* **Exercise task 1**
From the records below, pull out every line from the one containing "Q: Locate a point on each instance of the wine" through the last line of the records, inclusive, and reproduce those lines word for word.

## START Extract to read

Next, we will make predictions on the normal dataset, compute the reconstruction error for individual set of inputs, and look that the upper and lower bounds for the reconstruction errors.

In [15]:
X_train = clf.transform(normal_df[feature_cols]) # Keep the order, X_train used for training was shuffled
X_pred = model.predict(X_train)
loss_mae = np.mean(np.abs(X_pred-X_train), axis = 1)
normal_df['loss_mae'] = loss_mae
stats = normal_df.loss_mae.describe()
whis = 2.0
upper_bound = (whis* (stats['75%'] - stats['25%']) + stats['75%'])
lower_bound = (-whis* (stats['75%'] - stats['25%']) + stats['25%'])
print(('Mean Absolute Error: lower bound: {}, upper bound: {}').format(lower_bound, upper_bound))

Mean Absolute Error: lower bound: -0.0003853121893124217, upper bound: 0.004824729858529223


**Visualize the reconstruction errors for the normal dataset**

It appears that the threshold value of `0.005` is a reasonable cutoff to identify anomalous input data.

In [16]:
upper_bound = 0.005

In [17]:
f, ax = plt.subplots(2, 1, sharey=False, sharex=False, figsize=(6, 7))

upper_boundary = upper_bound * np.ones(len(loss_mae))

ax[0].plot(loss_mae)
ax[0].plot(upper_boundary, color='r')
sns.boxplot(y=loss_mae, whis=whis, ax = ax[1])

ax[0].set_title('Normal Dataset - Line Plot')
ax[1].set_title('Normal Dataset - Box Plot')
ax[0].set_ylabel('Mean Absolute Error')
ax[1].set_ylabel('Mean Absolute Error')

<IPython.core.display.Javascript object>

Text(0, 0.5, 'Mean Absolute Error')

**Visualize the reconstruction errors for the sudden and gradual datasets**

The line plots show the anomalous regions in the two respective datasets.  For the sudden dataset there is an almost instantaneous spike and for the gradual dataset there is a ramp up to the peak error value.

In [18]:
X_sudden = clf.transform(sudden_df[feature_cols])
X_sudden_pred = model.predict(X_sudden)
loss_mae_sudden = np.mean(np.abs(X_sudden-X_sudden_pred), axis = 1)

X_gradual = clf.transform(gradual_df[feature_cols])
X_gradual_pred = model.predict(X_gradual)
loss_mae_gradual = np.mean(np.abs(X_gradual-X_gradual_pred), axis = 1)

sudden_df['loss_mae'] = loss_mae_sudden
gradual_df['loss_mae'] = loss_mae_gradual

In [19]:
f, ax = plt.subplots(2, 1, sharey=True, sharex=True, figsize=(6, 7))

upper_boundary = upper_bound * np.ones(len(loss_mae_sudden))

ax[0].plot(loss_mae_sudden)
ax[0].plot(upper_boundary, color='r')
ax[1].plot(loss_mae_gradual)
ax[1].plot(upper_boundary, color='r')

ax[0].set_title('Sudden Dataset')
ax[1].set_title('Gradual Dataset')
ax[0].set_ylabel('Mean Absolute Error')
ax[1].set_ylabel('Mean Absolute Error')

<IPython.core.display.Javascript object>

Text(0, 0.5, 'Mean Absolute Error')

## END Extract to read

* **Exercise task 2**
Please copy the reconstruction error passage above word for word, from "loss_mae_sudden = np.mean(np.abs(X_sudden-X_sudden_pred), axis" to "sharex=True, figsize=(6, 7))".

## START Entries provided

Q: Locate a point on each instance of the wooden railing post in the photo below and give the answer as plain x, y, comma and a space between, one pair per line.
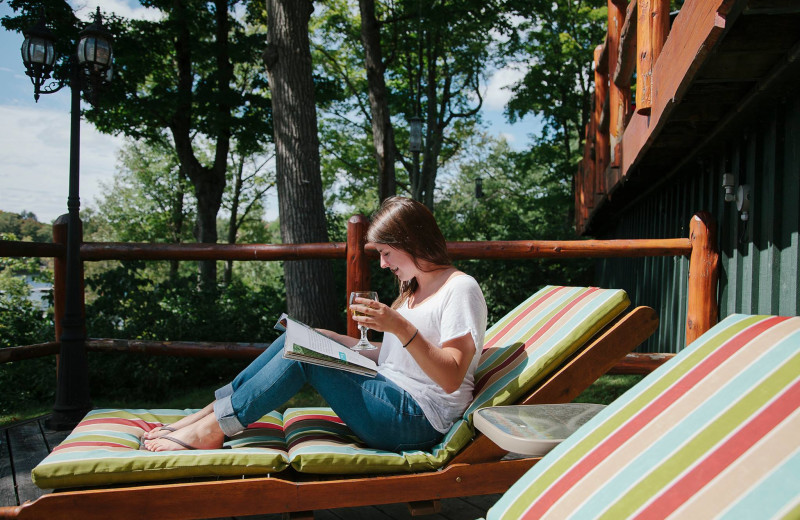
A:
59, 273
601, 151
651, 33
619, 98
357, 262
702, 312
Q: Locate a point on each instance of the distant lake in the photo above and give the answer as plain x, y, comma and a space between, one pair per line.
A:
39, 292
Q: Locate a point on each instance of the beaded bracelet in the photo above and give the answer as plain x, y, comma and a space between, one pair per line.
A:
412, 338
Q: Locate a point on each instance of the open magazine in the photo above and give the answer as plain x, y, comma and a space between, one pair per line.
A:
305, 343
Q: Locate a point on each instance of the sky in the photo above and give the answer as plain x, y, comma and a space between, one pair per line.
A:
34, 137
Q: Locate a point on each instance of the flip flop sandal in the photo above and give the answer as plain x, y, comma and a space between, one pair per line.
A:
178, 442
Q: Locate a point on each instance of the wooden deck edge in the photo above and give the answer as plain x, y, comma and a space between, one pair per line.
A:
267, 495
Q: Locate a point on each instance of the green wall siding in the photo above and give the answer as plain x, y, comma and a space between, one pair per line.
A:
759, 259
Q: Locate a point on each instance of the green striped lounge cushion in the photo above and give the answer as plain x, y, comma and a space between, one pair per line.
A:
103, 449
713, 433
536, 337
531, 341
527, 344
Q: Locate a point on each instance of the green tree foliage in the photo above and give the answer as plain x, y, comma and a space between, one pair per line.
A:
520, 201
148, 200
193, 73
435, 56
24, 322
25, 226
557, 39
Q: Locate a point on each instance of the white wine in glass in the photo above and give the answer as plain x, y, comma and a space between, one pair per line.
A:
363, 344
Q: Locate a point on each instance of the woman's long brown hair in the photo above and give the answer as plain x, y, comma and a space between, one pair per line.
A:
410, 226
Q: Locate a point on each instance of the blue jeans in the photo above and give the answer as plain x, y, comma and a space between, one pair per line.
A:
378, 411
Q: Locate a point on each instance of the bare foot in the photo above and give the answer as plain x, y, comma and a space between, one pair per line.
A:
204, 434
155, 433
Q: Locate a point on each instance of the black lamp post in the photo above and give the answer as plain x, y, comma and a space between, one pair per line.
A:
89, 71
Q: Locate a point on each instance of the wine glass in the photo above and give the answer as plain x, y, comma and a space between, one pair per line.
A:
362, 344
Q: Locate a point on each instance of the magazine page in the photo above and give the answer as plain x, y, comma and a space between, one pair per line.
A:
307, 344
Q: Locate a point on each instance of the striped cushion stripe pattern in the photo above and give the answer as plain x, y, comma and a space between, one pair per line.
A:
713, 433
537, 336
103, 449
528, 343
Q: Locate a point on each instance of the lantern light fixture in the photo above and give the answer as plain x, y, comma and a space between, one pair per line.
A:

## END Entries provided

* **Task solution 1**
Q: Locate a point on each instance of the wine glass in the photo above and give the answer as plain x, y, comma and a space between, one pair per line.
A:
362, 344
Q: Locate a point on each instance of the magazine page in the photo above and give the answer as plain x, y, comma and a space between, one pair per line.
A:
307, 344
Q: Locate a point on each instance of the striped cushion stripe pattern in the photo above and give the answer as plain x, y, comma and a space between, one pair per line.
A:
713, 433
537, 336
103, 449
528, 343
Q: Locate a point on each instance of the lantern light fixture in the photo above and give the answer as plain x, y, comma and a space between, one pair per line.
A:

* **Task solution 2**
loss_mae_sudden = np.mean(np.abs(X_sudden-X_sudden_pred), axis = 1)

X_gradual = clf.transform(gradual_df[feature_cols])
X_gradual_pred = model.predict(X_gradual)
loss_mae_gradual = np.mean(np.abs(X_gradual-X_gradual_pred), axis = 1)

sudden_df['loss_mae'] = loss_mae_sudden
gradual_df['loss_mae'] = loss_mae_gradual

In [19]:
f, ax = plt.subplots(2, 1, sharey=True, sharex=True, figsize=(6, 7))